* [Supplied text]
┌──

Following these observations we evaluated the involvement of Deltex1 (28, 31), in the induction of Jagged1-driven EMT and anoikis resistance (Fig. 5). Deltex has three distinct motifs, an N-terminal binding site for Notch; a proline-rich region proposed to be a potential SH3-domain-binding site; and a RING-H2 finger, involved in oligomerization (42). Like activated Notch signaling, ectopic expression of human or mouse Deltex1 in C2C12 cells suppressed myogenin expression under differentiation-inducing conditions (20, 42). In such overexpression assays, a mutant form of Deltex that lacked either the proline-rich domain or RING-H2 finger domain fail to oligomerize and therefore behaved as a dominant negative form, inhibiting activation of Notch signaling (27).

Interestingly, in wound-healing assays, expression of such a dominant negative form of Deltex1 (DN-Dtx1) blocked Jagged1-induced EMT in HaCaT-Jagged1 and CaSki cells (Fig. 5A). Concomitantly, we observed a dramatic reduction in PI3K activity, as measured by pAkt levels in HaCaT-Jagged1 cells expressing DN-Dtx1 (Fig. 5B, compare lanes 4 and 5). Further, coexpression of dominant-negative Deltex1 significantly reduced L83V E6 and E7-mediated transformation from seven- to fourfold in HaCaT-Jagged1 cells in soft agar colony formation assay (Fig. 5D). The extent of inhibition observed was comparable to that seen in cells treated with GI. In accordance with these observations, DN-Dtx1 increased the sensitivity of both HaCaT-Jagged1 and CaSki cells to anoikis (supplemental Fig. 4A). These results demonstrate a role for Deltex1 in Jagged1-driven PI3K activation and induction of pro-oncogenic features.

└──

* [Complete the following]
**1)** Render this sentence from the Deltex1 passage in Spanish: "The extent of inhibition observed was comparable to that seen in cells treated with GI."
**2)** Proceed with the Deltex1 passage, picking up right after its final sentence.
These lines have nothing to do with the Deltex1 passage.

(Data excerpts)

┌──

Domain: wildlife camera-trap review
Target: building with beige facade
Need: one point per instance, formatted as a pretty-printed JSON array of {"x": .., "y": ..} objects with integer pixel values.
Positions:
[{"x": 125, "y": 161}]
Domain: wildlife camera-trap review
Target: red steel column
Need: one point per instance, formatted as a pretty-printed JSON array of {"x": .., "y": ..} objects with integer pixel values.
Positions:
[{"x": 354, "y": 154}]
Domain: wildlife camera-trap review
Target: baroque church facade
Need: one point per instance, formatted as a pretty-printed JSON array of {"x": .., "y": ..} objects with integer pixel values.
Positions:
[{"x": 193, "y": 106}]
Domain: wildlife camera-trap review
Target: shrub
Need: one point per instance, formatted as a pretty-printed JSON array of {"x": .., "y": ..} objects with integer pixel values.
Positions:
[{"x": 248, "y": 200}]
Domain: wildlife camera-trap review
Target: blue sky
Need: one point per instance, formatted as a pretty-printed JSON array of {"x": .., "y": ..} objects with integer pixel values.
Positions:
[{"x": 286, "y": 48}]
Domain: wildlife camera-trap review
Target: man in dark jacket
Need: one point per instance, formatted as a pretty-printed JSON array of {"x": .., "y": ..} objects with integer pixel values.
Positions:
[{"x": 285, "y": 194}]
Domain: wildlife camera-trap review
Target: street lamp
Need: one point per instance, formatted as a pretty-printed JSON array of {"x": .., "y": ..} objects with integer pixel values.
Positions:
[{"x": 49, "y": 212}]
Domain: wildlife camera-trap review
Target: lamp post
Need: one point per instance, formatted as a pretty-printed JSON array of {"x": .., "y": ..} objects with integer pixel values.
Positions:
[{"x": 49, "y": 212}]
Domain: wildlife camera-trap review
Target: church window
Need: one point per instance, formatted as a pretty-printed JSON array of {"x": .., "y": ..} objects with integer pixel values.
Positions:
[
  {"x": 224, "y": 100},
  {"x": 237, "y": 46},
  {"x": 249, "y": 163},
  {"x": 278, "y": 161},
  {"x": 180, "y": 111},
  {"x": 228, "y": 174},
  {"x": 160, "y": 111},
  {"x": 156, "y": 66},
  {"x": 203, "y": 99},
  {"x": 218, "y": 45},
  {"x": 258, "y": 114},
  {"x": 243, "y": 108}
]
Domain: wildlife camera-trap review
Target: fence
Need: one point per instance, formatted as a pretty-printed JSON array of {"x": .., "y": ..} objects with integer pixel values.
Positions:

└──

* [Results]
**1)** El grado de inhibición observado fue comparable al observado en las células tratadas con GI.

**2)**
Jagged1 signaling has been suggested to have a transformation function in the context of adenoviral oncogenes that is dependent on the intracellular c-terminal PDZ (PSD-95/Dlg/Zo-1) ligand motif (3). We used a deletion construct of Jagged1 (pCMV-Jag1^PL) (3) that lack c-terminal PDZ motif to show that in the context of HaCaT cells, this motif does not contribute to the induction of resistance to anoikis (data not shown). Further, expression of c-terminal PDZ motif mutant Jagged1 (Jagged1) supports both in vitro (supplemental Table 1) and in vivo tumor progression (supplemental Fig. 5A), and generates a wound-healing response analogous to the full-length Jagged1 construct (supplemental Fig. 5B).

The results presented so far led us to suggest that the expression of Jagged1 and Delta1 may correlate with different tumorigenic functions in the context of papillomavirus-mediated oncogenesis and Notch-PI3K-EMT induction can be independent of CSL-dependent Notch signaling. We examined the pattern of gene expression in HaCaT-Jagged1 and -Delta1 cells by cDNA microarray. Gene expression profiles of adherent HaCaT-Jagged1 and -Delta1 cells were scored in comparison to adherent HaCaT-Neo for the expression of 9,600 human genes that included known Notch targets like cyclin D1 and HES1.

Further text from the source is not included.